**Aim of the exercise:**
Extend the forum thread below about pollen being filtered out of store-bought honey, picking up after its final post.
BEGIN Reading passage
Posted on 11/08/2011 9:14:13 AM PST by opbuzz
More than three-fourths of the honey sold in U.S. grocery stores isn't exactly what the bees produce, according to testing done exclusively for Food Safety News.
The results show that the pollen frequently has been filtered out of products labeled "honey." The removal of these microscopic particles from deep within a flower would make the nectar flunk the quality standards set by most of the world's food safety agencies.
(Excerpt) Read more at foodsafetynews.com ...
We buy from The Honeyman here in AZ... the ONLY place for honey!
Idiotic headline mars an otherwise interesting and concern-provoking story.
No such thing as INorganic honey. It’s all carbon-based.
You may find this thread interesting. You could post some of your pictures and educate the masses.
I stopped ingesting honey when I found out it was bee puke.
Send in the Killer Bees!
even throughout the season the honey from a single hive changes a lot. our backyard hive has lighter honey early, and it gets darker and a little heavier as the season gets later, totally depends on what they are working.
pretty astounding little insects. had a problem recently with the hive being attacked and raided by a wild hive. major battle, many casualties all over the ground, bees fighting. i closed the entrance to the hive down pretty small which gave the hive a chance to mount a defense which worked.
just like humans, why work when you can steal? same in the bee world, you need guards to protect.
No, that’s not what it means. Organic farms are controlled and are certified as such. You can’t keep bees from going farms that are not certified as organic. They may get pollen from your organic clover that can be contaminated with bees from outside that area. It’s not where they get pollen (i.e apple or clover) but whether it’s certified organic. Next farm over may not be.
END Reading passage
BEGIN Dataset excerpts
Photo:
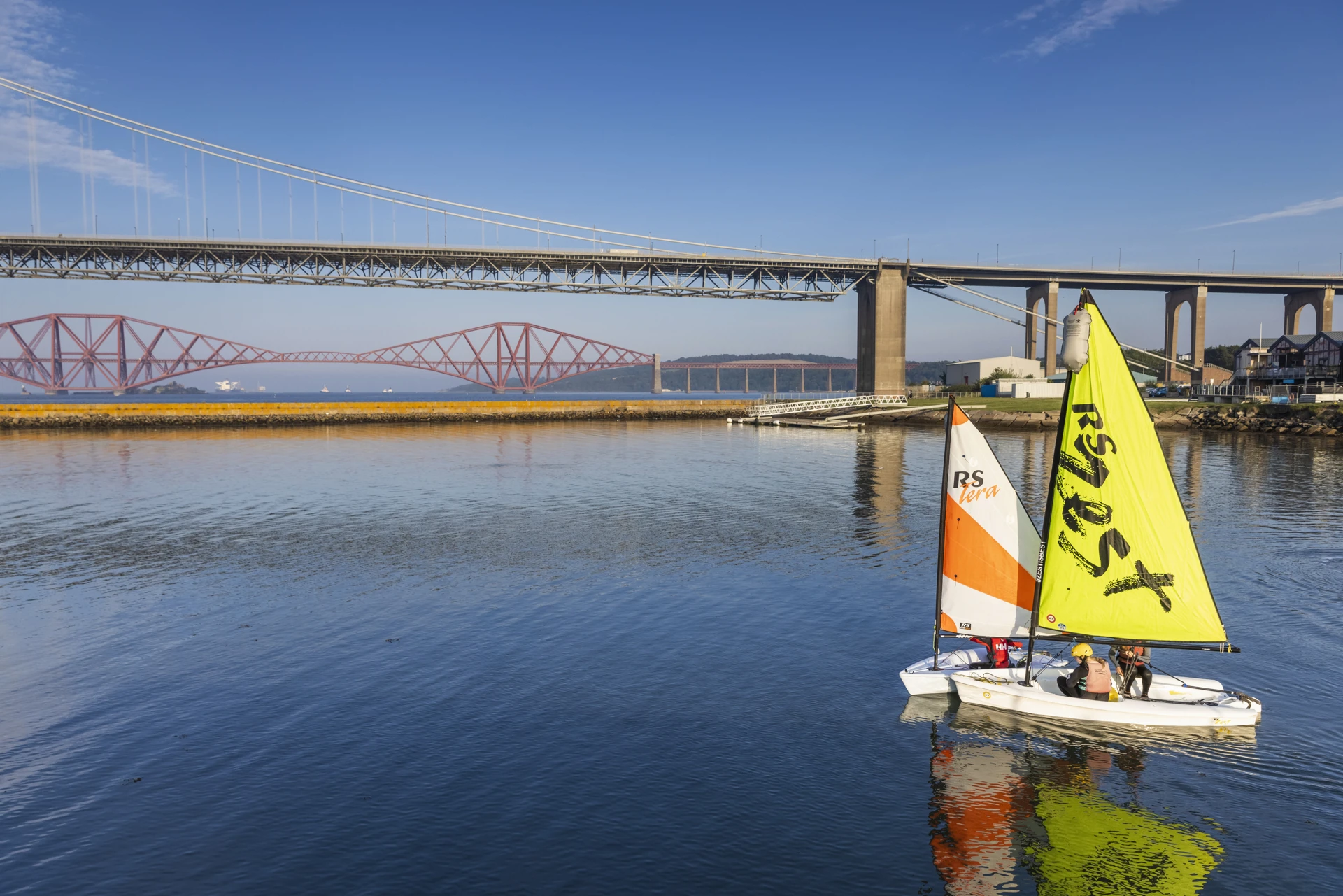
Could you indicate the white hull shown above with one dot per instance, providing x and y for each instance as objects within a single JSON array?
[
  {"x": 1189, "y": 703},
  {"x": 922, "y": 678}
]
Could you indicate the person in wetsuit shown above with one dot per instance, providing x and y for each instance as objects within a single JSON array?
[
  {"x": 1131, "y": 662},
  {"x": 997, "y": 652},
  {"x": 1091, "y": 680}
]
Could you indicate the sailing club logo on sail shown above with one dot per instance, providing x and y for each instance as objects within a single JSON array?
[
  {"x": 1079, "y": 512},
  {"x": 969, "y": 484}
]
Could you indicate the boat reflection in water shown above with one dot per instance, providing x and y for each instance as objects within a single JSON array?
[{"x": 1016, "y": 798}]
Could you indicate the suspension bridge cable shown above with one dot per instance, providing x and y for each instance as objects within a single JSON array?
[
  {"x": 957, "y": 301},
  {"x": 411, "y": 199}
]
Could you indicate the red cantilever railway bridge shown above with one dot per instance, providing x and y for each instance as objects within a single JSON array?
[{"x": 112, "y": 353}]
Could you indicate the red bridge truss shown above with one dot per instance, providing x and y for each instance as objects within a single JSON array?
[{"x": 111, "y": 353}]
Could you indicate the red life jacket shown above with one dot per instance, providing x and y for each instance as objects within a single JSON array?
END Dataset excerpts
BEGIN Dataset excerpts
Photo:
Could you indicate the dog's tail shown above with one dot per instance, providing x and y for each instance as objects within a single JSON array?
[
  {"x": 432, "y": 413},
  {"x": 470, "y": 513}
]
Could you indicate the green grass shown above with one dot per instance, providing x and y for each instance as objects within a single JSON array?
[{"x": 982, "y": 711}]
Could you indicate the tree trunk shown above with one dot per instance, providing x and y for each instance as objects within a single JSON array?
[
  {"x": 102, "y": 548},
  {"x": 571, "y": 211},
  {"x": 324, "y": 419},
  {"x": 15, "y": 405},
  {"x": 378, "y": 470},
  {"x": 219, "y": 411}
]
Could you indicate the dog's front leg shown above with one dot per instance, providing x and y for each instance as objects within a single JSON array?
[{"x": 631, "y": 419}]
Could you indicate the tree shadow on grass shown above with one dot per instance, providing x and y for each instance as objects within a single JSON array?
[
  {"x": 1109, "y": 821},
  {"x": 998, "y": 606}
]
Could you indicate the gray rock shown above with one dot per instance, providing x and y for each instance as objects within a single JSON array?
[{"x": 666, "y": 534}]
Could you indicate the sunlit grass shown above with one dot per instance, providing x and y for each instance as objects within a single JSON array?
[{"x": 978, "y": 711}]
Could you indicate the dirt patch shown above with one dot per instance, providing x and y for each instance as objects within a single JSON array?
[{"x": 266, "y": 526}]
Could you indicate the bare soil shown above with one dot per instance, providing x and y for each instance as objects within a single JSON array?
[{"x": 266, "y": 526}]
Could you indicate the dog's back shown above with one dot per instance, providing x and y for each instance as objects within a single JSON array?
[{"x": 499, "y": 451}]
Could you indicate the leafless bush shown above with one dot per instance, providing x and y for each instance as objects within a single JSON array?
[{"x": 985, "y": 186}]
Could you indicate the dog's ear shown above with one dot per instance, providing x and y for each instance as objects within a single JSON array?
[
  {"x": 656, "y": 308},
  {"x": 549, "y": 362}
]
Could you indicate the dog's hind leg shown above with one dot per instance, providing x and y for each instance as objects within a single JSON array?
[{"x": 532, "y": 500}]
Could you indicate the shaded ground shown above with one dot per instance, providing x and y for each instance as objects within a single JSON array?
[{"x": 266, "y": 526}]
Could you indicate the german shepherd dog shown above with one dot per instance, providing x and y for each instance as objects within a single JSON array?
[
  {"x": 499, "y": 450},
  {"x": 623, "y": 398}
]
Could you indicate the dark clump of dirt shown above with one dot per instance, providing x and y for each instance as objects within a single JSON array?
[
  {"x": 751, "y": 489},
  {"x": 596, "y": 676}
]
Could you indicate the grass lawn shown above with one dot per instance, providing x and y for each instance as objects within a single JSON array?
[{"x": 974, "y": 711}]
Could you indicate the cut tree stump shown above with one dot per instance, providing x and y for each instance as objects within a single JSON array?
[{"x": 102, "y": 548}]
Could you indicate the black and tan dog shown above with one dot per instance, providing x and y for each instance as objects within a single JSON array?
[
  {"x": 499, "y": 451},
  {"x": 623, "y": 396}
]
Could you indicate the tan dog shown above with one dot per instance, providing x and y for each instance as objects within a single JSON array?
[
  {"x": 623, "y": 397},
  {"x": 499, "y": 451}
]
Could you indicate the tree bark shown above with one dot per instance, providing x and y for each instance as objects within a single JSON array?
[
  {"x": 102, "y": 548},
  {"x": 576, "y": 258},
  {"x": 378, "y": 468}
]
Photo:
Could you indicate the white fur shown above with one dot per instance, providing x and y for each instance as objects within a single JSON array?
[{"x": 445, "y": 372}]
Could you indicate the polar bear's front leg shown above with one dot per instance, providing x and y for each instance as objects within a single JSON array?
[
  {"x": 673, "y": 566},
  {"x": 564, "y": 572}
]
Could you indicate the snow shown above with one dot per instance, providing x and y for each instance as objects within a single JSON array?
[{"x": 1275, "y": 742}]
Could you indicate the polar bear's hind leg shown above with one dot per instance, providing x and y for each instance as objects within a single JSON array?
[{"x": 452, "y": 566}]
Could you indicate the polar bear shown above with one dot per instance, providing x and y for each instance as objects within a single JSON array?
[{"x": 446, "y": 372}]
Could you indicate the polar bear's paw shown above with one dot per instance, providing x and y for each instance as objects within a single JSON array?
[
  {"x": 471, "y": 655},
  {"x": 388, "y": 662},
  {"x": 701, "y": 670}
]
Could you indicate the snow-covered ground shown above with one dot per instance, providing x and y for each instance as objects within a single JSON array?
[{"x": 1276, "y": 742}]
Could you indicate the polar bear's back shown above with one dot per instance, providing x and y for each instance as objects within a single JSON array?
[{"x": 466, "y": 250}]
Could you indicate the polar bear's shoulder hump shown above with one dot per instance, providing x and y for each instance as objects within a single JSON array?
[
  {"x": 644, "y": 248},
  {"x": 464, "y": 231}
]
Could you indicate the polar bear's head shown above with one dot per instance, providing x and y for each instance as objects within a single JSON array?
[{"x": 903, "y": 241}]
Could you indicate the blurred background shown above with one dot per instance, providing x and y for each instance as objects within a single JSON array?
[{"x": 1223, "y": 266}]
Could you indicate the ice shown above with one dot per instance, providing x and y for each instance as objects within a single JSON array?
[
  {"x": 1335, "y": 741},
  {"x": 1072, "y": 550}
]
END Dataset excerpts
BEGIN Dataset excerpts
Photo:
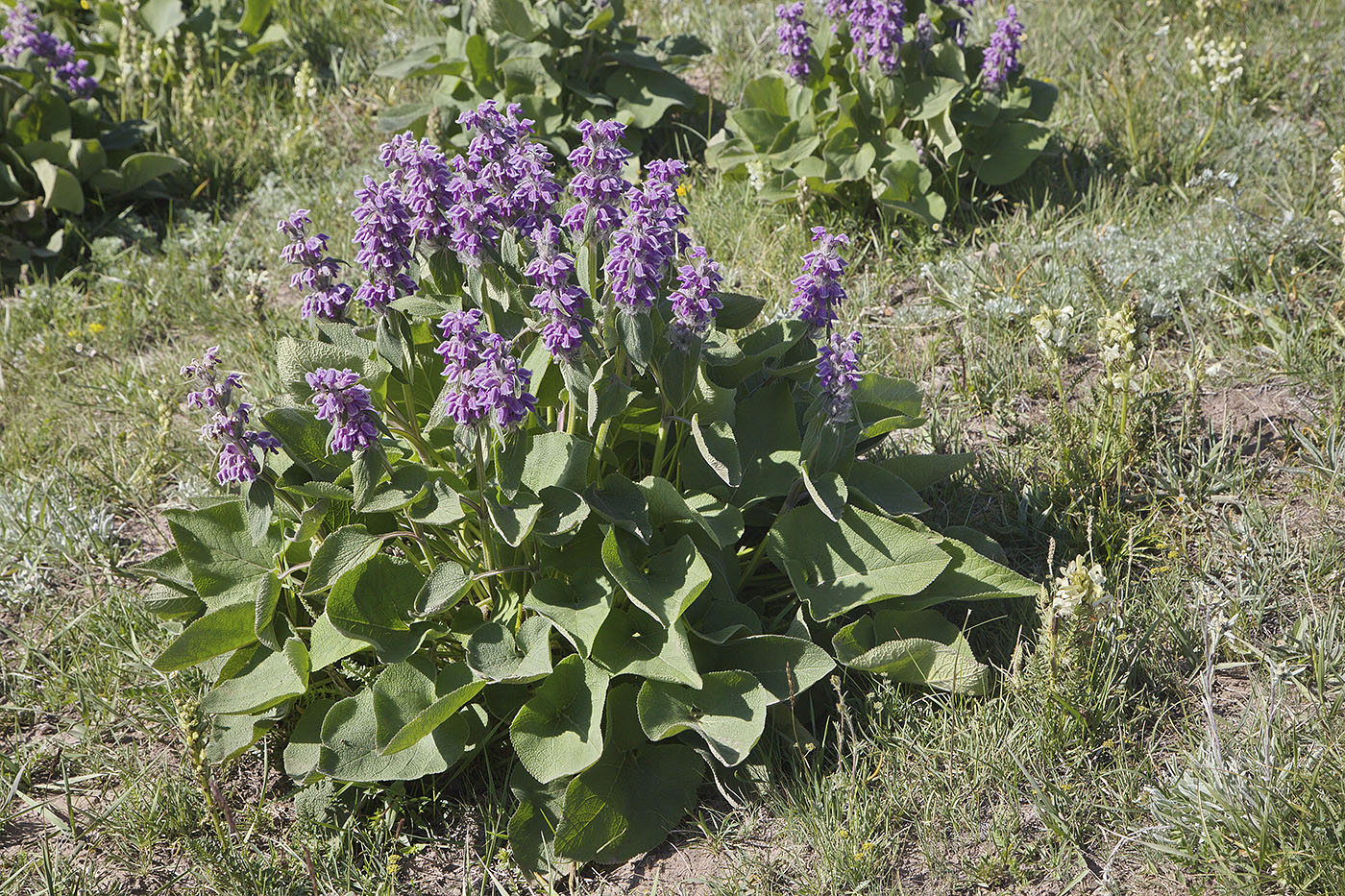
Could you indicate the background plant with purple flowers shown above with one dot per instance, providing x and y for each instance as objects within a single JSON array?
END Dataset excerpts
**Response:**
Garden Thread ping?
It’s how you process it as in how it’s filtered and at what temperature. All honey even what’s called “raw honey” is processed in some way to remove bee parts or other contaminants. It’s micro-filtering that removes the pollen because some people are allergic to pollen and they choose to buy honey with the pollen removed. If, as the article states, any additives have to be listed. I have one of the honey manufactures that has the pollen removed and there is no listing of additives other than the statement “contains pure honey”.
We always try to find local honey, even if we have to shop out of the way to find it. If we’re going to eat honey (which lasts us for a long time), why not consume the stuff that’s going to make me healthier and feed the local economy, even if it costs a bit more?
Amazing thing about honey — to my knowledge, it’s the only food that doesn’t spoil. Ever. Even after centuries. Crazy!
‘We buy from The Honeyman here in AZ...’
I tried to buy some off of a local guy driving a honey ‘wagon’. I figured he’d have the best. Boy was I wrong!
I didn’t know that about honey. I’ve had honey in a cabinet for about a year, and I threw it out. I figured it had to be bad by then. Now I know different...thanks.
I went to a fast food place and got a meal with some biscuits and two packages of honey.
I As I was eating it, I read the ingredients on the honey packs.
Sugar, high fruitcose corn syrup, honey flavoring, water. It was not honey at all.
That is one fine bee. I won’t be able to remove that from my mind for the rest of the day.
You have to feed bees sugar if you are going to rob their honey.
Well, no. Otherwise it would have wax, bee parts and other things most people do not care to have on their morning toast mixed in.
It is still honey. This is like saying that tap water isn't water because it isn't exactly what comes from the lake.
I always heard that the honey wagon picked up the night
deposits from the slop jars.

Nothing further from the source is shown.